Set task:
Count the lines in the records below that contain the string "worker" with matching case. Reply with the number alone.
— Start of Record extracts —
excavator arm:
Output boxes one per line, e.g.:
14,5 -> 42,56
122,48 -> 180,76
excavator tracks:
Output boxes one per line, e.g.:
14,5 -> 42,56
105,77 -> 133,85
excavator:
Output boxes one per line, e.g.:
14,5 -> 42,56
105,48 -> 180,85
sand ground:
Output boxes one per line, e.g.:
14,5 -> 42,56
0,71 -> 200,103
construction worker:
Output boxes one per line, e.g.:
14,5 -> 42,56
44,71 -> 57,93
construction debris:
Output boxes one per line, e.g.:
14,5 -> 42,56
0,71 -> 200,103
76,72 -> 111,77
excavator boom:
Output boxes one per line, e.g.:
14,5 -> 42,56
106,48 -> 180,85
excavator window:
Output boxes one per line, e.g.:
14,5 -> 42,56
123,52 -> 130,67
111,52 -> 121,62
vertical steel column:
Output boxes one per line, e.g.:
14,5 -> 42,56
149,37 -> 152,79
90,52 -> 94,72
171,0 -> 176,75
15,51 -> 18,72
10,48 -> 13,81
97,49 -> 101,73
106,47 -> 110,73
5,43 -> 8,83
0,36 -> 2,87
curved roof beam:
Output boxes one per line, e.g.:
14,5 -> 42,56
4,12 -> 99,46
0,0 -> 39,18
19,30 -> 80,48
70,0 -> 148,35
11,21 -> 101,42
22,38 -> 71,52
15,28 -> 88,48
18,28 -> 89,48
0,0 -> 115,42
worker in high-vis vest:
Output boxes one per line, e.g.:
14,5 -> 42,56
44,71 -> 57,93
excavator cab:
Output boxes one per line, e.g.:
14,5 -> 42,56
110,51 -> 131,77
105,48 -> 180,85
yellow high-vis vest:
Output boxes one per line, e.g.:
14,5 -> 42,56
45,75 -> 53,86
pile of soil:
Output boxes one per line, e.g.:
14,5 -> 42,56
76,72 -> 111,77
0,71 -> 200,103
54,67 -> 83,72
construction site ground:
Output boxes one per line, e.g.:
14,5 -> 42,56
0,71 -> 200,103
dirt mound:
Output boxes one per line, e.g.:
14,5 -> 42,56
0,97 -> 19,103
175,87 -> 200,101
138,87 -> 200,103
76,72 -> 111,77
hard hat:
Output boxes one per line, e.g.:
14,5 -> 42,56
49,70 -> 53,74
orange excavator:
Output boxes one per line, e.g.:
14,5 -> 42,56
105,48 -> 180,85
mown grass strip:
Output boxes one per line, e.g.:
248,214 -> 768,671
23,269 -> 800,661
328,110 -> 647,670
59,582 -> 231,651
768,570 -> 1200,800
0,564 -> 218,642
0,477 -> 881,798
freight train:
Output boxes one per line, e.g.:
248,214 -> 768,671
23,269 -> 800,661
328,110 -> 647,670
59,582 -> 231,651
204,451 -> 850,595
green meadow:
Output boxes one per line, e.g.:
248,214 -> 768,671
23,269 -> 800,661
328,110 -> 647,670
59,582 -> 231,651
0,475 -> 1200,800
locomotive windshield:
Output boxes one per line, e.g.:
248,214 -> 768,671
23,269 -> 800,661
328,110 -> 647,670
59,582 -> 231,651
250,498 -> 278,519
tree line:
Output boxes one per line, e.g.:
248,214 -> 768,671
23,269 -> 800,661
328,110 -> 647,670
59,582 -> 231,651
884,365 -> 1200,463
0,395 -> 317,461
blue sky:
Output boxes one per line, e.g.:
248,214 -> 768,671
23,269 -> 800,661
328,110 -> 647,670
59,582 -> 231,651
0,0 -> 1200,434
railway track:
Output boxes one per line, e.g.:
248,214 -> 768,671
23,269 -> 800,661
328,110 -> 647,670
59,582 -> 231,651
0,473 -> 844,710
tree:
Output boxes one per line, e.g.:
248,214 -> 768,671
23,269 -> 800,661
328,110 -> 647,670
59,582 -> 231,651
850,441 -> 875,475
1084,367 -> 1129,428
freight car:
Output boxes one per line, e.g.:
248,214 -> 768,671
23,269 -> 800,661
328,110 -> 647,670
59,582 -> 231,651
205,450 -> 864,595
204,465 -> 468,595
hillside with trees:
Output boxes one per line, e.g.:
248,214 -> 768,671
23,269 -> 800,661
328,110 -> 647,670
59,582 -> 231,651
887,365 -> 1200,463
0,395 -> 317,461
— End of Record extracts —
Correct response:
2